■ **Document extract**:
# Honda HT 3813 snowblower / thrower options



## tonyvaldavid (Nov 30, 2011)

I am usually pretty good on the internet but I cant find anything telling me what models and brands of snowblower I can use with my 3813 tractor. Can anyone give me a list of what I can look for and buy?
Thanks
T


----------



## Wayne195 (Nov 16, 2010)

Welcome to the forum Tony!

Honda attatchments are really rare now since they are no longer made, but they still come around once in a while. My best reccomendation would be to keep an eye on Craigslist or eBay, or make another brand snowblower work on your tractor. I don't know where you are located, but I was able to find a single stage snowblower for your tractor in MN though the price isn't within a reasonable range. Like I said, it may be easiest to have a machine shop make the nessecary changes to another snowblower to make it fit, because you will likely have a VERY tough time finding what you need for a reasonable price.

http://minneapolis.craigslist.org/dak/grd/2706731430.html


----------



## [email protected] (Nov 21, 2011)

Honda did offer a single-stage snowblower for the HT3813 lawn tractor. It was called "Snow thrower kit, HT3810-ST" It has been out of stock since 1990, according to the parts system list. I found a single drawing of it in a catalog from 2001. There was also a dozer blade for that tractor too. Even if you could find all the individual, loose parts to build one, it would be VERY expensive. 

But, might want to set-up a google-alert for HT3813, HT3810, snow and you never know what might show up one day. 

Caveat: I work for Honda, but the preceding was my opinion alone.


----------



## bwdbrn1 (Nov 24, 2010)

This one is on ebay now, and it's brand new!

Honda 36" snow thrower lawn tractors HT3810 HT3813 ht 4213 Blower snow power | eBay


----------

■ **Written request A**:
Answer these about the snowblower thread:
(i) What name did Honda give the single-stage snowblower it offered for the HT3813?
(ii) According to the parts system list, since what year has that kit been out of stock?
(iii) Which two sites does Wayne195 suggest watching for Honda attachments?
The snowblower thread has no connection to the records that follow it.

■ **Dataset rows**:
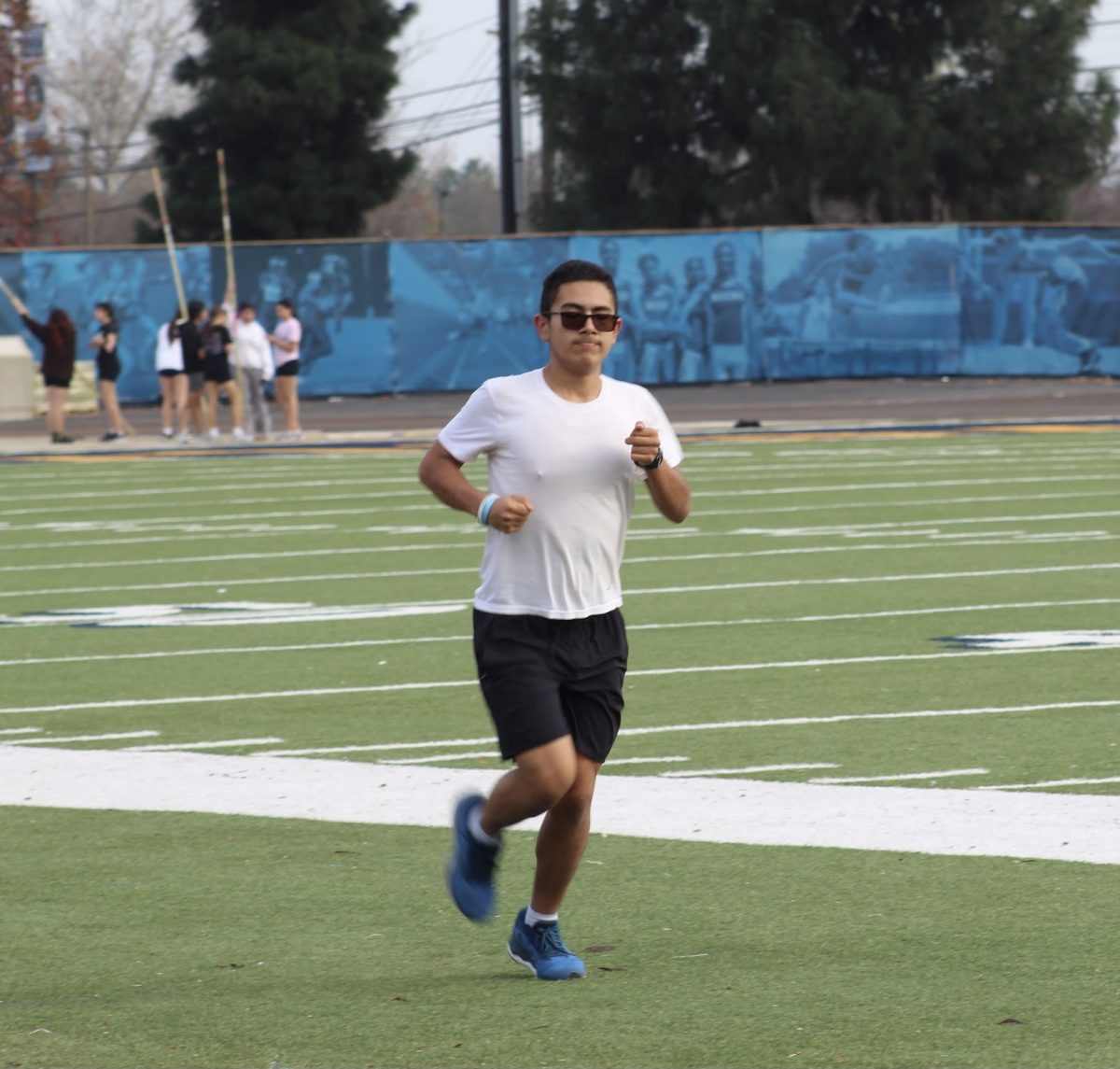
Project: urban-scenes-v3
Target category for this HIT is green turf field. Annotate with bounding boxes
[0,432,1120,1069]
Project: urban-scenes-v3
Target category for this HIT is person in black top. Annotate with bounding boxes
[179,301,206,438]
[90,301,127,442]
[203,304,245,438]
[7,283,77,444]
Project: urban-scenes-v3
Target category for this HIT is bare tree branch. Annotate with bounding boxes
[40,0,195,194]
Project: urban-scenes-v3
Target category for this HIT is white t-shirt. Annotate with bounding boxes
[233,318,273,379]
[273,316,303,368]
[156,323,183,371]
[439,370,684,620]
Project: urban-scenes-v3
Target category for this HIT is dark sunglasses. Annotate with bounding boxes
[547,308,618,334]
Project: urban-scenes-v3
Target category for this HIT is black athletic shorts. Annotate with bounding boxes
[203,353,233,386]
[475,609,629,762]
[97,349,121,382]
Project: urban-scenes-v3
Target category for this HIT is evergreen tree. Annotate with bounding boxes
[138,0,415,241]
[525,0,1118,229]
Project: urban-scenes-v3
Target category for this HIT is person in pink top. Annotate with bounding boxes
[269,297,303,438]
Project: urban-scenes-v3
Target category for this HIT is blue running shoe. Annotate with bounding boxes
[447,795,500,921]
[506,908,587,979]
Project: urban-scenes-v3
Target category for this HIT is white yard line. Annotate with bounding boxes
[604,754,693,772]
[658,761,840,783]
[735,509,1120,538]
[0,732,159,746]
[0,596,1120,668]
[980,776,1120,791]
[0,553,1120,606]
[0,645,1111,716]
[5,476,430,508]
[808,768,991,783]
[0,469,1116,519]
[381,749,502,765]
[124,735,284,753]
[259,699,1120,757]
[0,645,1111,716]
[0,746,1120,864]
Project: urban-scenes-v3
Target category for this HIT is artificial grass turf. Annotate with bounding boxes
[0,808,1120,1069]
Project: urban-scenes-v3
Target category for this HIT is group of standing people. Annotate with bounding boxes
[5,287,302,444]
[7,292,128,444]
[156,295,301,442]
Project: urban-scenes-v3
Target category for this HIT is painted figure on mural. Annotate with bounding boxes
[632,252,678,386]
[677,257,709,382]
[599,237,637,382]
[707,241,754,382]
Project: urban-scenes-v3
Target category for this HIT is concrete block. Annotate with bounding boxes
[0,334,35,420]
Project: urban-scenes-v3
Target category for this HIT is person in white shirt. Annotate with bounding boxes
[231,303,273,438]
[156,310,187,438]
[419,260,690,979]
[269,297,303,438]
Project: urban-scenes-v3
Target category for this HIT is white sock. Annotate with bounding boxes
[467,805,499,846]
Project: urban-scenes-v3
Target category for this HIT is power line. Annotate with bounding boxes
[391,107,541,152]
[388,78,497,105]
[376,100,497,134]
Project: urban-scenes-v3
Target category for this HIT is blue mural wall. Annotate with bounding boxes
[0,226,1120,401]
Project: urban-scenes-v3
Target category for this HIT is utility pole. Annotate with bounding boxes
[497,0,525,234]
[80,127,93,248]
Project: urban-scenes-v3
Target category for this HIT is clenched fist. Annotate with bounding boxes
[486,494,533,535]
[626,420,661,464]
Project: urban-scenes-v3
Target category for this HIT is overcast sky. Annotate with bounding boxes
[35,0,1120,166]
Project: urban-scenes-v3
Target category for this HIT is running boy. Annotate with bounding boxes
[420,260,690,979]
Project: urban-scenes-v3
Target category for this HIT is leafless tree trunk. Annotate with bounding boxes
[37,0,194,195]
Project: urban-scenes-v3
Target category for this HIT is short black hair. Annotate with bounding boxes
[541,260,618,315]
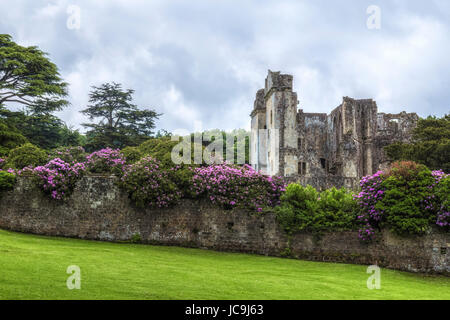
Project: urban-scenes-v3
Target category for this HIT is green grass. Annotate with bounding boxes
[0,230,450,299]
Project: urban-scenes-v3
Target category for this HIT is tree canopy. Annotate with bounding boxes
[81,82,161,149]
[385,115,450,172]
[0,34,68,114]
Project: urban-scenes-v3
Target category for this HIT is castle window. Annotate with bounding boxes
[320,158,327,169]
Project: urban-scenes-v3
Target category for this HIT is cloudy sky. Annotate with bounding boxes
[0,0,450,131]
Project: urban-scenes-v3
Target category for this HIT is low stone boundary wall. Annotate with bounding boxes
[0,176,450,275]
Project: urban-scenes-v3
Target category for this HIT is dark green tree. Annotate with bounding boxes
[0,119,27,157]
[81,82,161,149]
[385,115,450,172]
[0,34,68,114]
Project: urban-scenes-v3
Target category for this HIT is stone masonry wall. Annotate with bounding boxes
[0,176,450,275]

■ **Written request B**:
Rewrite the records as a Markdown table with the columns Row and Line. Begin at the start of the records and go through the line with "[525,0,1118,229]", putting one numbered line in each row, skipping blank lines and leaving out the picture.

■ **Task result A**:
(i) "Snow thrower kit, HT3810-ST"
(ii) 1990
(iii) Craigslist and eBay

■ **Task result B**:
| Row | Line |
|---|---|
| 1 | Project: urban-scenes-v3 |
| 2 | Target category for this HIT is green turf field. Annotate with bounding boxes |
| 3 | [0,432,1120,1069] |
| 4 | Project: urban-scenes-v3 |
| 5 | Target category for this HIT is person in black top. Annotate with bounding boxes |
| 6 | [179,301,206,438] |
| 7 | [90,301,127,442] |
| 8 | [203,304,245,438] |
| 9 | [7,283,77,444] |
| 10 | Project: urban-scenes-v3 |
| 11 | Target category for this HIT is bare tree branch. Annotate with bounding boxes |
| 12 | [40,0,195,194] |
| 13 | Project: urban-scenes-v3 |
| 14 | Target category for this HIT is white t-shirt. Annotate with bounding boxes |
| 15 | [233,318,273,379] |
| 16 | [273,316,303,368] |
| 17 | [156,323,183,371] |
| 18 | [439,370,684,620] |
| 19 | Project: urban-scenes-v3 |
| 20 | Target category for this HIT is dark sunglasses. Annotate with bounding boxes |
| 21 | [547,308,618,334] |
| 22 | Project: urban-scenes-v3 |
| 23 | Target category for this HIT is black athletic shorts. Annotate with bounding boxes |
| 24 | [203,353,233,386] |
| 25 | [475,609,629,762] |
| 26 | [97,349,121,382] |
| 27 | Project: urban-scenes-v3 |
| 28 | Target category for this HIT is evergreen tree. Annotate with bounding boxes |
| 29 | [138,0,415,241] |
| 30 | [525,0,1118,229] |